Write out the full set of records below exactly.

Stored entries
============================================================
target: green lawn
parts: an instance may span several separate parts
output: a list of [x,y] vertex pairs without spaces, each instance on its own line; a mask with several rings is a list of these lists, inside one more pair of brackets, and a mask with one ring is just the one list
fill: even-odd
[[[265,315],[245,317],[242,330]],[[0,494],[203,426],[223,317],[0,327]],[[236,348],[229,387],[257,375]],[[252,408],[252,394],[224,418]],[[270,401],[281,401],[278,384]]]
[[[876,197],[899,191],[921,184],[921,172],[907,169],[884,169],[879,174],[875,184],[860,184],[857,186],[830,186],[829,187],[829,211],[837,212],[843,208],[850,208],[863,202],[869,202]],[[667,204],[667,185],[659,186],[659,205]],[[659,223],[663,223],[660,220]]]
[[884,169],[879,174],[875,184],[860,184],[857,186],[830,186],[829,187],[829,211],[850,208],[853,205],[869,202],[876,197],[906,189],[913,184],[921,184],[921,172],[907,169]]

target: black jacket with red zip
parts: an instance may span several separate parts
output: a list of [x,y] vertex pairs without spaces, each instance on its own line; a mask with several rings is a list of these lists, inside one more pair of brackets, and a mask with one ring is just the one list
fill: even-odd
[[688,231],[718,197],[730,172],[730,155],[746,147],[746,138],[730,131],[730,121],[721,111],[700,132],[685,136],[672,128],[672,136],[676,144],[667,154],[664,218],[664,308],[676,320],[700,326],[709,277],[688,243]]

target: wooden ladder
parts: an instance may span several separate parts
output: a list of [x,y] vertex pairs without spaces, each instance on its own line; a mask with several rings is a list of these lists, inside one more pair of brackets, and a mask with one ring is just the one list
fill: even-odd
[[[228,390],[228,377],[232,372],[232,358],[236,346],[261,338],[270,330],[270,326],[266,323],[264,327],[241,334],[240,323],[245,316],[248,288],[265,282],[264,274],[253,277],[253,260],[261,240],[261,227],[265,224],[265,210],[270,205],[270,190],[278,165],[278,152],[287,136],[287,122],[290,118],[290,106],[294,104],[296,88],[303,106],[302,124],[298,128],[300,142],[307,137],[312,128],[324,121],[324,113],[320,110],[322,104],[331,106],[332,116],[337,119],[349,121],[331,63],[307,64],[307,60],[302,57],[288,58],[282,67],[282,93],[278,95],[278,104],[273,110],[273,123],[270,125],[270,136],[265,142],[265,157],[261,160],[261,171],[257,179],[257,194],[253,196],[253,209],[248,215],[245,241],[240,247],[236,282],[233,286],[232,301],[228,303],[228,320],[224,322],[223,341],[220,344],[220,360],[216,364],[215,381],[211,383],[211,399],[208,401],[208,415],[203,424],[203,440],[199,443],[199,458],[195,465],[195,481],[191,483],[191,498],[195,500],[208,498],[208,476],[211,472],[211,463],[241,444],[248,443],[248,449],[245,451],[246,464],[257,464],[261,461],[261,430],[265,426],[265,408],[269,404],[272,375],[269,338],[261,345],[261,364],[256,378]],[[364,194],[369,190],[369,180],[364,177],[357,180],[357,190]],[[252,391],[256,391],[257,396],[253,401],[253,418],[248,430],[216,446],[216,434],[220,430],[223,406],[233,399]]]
============================================================
● ANSWER TO THIS PROBLEM:
target: green lawn
parts: an instance may span several separate parts
output: a list of [x,y] vertex pairs without spaces, each instance on its own line; a mask with several rings is a list of these lists, inside one more pair of brackets, and a mask with one ring is just the one list
fill: even-odd
[[[265,315],[245,317],[242,330]],[[0,494],[203,426],[223,317],[0,327]],[[236,348],[229,387],[257,375]],[[252,408],[252,394],[224,418]],[[270,401],[281,401],[278,384]]]
[[[876,197],[899,191],[921,184],[921,172],[907,169],[884,169],[879,174],[875,184],[860,184],[857,186],[830,186],[829,187],[829,211],[837,212],[843,208],[850,208],[863,202],[869,202]],[[667,204],[667,185],[659,186],[659,205]],[[659,223],[663,223],[660,220]]]
[[884,169],[879,174],[875,184],[860,184],[857,186],[830,186],[829,187],[829,211],[850,208],[853,205],[869,202],[876,197],[906,189],[913,184],[921,184],[921,172],[907,169]]

target: black jacket with red zip
parts: an instance may span several separate parts
output: a list of [x,y] vertex pairs without spaces, each instance on its own line; a mask with several rings is a list of these lists, inside one more pair of brackets, and a mask with one ring is just the one list
fill: even-odd
[[688,231],[718,197],[730,172],[730,155],[746,147],[746,138],[730,131],[730,121],[721,111],[700,132],[685,136],[672,128],[672,136],[676,144],[667,154],[664,218],[664,308],[676,320],[700,326],[709,277],[688,243]]

target: wooden ladder
parts: an instance may span several separate parts
output: a list of [x,y] vertex pairs without spaces, each instance on its own line; a mask with several rings is a list of these lists, inside one more pair of brackets, and a mask with one ring is just the one list
fill: even-odd
[[[228,390],[228,377],[232,372],[232,358],[236,346],[261,338],[270,330],[270,326],[266,323],[264,327],[241,334],[240,323],[245,316],[248,288],[265,282],[264,274],[253,277],[253,260],[261,240],[261,227],[265,224],[265,210],[270,205],[270,190],[278,165],[278,152],[287,136],[287,122],[290,118],[290,106],[294,104],[296,88],[303,106],[302,124],[298,128],[300,142],[307,137],[312,128],[324,121],[324,113],[320,110],[322,104],[331,106],[332,116],[337,119],[349,121],[331,63],[307,64],[307,60],[302,57],[288,58],[282,67],[282,93],[278,95],[278,104],[273,110],[273,123],[270,125],[270,136],[265,142],[265,157],[261,160],[261,171],[257,179],[257,194],[253,196],[253,209],[248,215],[245,241],[240,247],[236,282],[233,286],[232,301],[228,303],[228,320],[224,322],[223,341],[220,344],[220,360],[216,364],[215,381],[211,383],[211,399],[208,401],[208,415],[203,424],[203,440],[199,443],[199,458],[195,465],[195,481],[191,483],[191,498],[195,500],[208,498],[208,476],[211,472],[211,463],[241,444],[248,443],[248,449],[245,451],[246,464],[257,464],[261,461],[261,430],[265,426],[265,408],[269,404],[272,375],[269,338],[261,345],[261,364],[256,378]],[[364,194],[369,190],[369,180],[364,177],[357,180],[357,190]],[[252,391],[256,391],[257,396],[253,401],[253,418],[248,430],[216,446],[216,434],[220,430],[223,406],[233,399]]]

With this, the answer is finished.